Excerpt provided =
..........

This is a guest post from Nicole who blogs at Greatest Worth. If you are interested in getting to know more about her and her mission to have all women live intentionally (starting with their finances) please visit greatestworth.com.

Halloween’s over.

Head to any department store and you’ll find the holiday decorations up and every store (online or brick and mortar) advertising about Black Friday or holiday sales in general.

Are you ready? Gah!

Don’t get me wrong. I LOVE the holidays. Seriously…I love them.

I love cozying up by the fire. I love a good snow day with sledding and snowman building. I really love the twinkle of a beautifully decorated Christmas tree at night. I also totally get on the cookie decorating and gingerbread house making bandwagon.

What I don’t love is how I’ve created little present monsters.

..........

Stored records =
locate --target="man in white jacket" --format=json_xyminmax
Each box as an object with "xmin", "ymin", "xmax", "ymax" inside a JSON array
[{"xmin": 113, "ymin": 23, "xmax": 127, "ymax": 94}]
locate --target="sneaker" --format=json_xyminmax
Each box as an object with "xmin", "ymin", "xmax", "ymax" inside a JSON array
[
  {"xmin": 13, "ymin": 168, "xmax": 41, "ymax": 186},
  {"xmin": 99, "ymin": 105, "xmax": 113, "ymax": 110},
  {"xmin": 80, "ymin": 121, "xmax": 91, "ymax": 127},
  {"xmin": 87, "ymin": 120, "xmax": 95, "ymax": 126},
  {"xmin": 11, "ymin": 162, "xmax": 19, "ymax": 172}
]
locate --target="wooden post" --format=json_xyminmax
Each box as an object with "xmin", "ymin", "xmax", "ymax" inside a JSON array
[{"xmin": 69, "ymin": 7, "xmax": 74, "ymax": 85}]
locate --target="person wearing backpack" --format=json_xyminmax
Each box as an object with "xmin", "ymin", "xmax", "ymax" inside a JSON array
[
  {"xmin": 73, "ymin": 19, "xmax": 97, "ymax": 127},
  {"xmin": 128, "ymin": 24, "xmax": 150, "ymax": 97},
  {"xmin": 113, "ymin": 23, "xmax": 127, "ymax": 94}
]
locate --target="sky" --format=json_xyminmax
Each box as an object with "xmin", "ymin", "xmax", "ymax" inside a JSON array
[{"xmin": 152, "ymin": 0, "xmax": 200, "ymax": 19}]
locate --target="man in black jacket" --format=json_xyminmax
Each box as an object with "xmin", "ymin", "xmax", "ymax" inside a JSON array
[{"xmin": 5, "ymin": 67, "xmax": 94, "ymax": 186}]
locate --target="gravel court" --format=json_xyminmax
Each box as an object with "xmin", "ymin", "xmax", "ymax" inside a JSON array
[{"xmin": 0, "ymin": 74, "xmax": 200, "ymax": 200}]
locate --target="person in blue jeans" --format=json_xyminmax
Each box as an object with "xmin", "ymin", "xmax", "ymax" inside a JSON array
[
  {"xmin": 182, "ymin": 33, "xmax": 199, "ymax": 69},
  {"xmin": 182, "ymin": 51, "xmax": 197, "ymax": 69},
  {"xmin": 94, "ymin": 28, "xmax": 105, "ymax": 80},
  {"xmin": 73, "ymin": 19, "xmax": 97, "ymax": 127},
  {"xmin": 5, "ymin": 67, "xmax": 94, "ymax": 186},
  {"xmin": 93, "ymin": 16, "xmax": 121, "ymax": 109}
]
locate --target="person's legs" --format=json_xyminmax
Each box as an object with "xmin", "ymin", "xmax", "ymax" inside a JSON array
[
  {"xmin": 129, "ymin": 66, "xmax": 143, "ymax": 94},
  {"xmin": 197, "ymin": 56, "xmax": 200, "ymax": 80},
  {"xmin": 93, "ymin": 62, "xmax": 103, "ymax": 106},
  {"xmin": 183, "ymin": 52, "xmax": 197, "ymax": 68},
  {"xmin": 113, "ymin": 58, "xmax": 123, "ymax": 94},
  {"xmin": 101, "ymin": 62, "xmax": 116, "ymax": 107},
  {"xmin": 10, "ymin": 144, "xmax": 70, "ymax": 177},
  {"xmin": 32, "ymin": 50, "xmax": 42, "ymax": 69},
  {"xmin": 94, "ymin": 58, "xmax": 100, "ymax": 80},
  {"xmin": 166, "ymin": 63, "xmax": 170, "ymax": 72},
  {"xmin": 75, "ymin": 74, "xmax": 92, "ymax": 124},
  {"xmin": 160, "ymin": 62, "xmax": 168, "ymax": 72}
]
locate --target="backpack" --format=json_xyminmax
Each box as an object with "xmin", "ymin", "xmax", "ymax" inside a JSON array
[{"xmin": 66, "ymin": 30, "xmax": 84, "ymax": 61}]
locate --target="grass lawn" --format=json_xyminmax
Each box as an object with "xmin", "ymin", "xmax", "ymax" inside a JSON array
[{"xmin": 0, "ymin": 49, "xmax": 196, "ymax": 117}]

..........

Exercise tasks =
• A. In the holiday guest post, retype everything from "Halloween’s over." down to "house making bandwagon.".
• B. According to the holiday guest post, what does the writer really love seeing at night?
• C. Sum up the holiday guest post in two sentences.

Task answers =
• A.
Halloween’s over.

Head to any department store and you’ll find the holiday decorations up and every store (online or brick and mortar) advertising about Black Friday or holiday sales in general.

Are you ready? Gah!

Don’t get me wrong. I LOVE the holidays. Seriously…I love them.

I love cozying up by the fire. I love a good snow day with sledding and snowman building. I really love the twinkle of a beautifully decorated Christmas tree at night. I also totally get on the cookie decorating and gingerbread house making bandwagon.

• B. The twinkle of a beautifully decorated Christmas tree.

• C. With Halloween over, stores are already showing holiday decorations and advertising Black Friday and holiday sales. The writer loves the holidays, from fires and snow days to cookie decorating, but not having created little present monsters.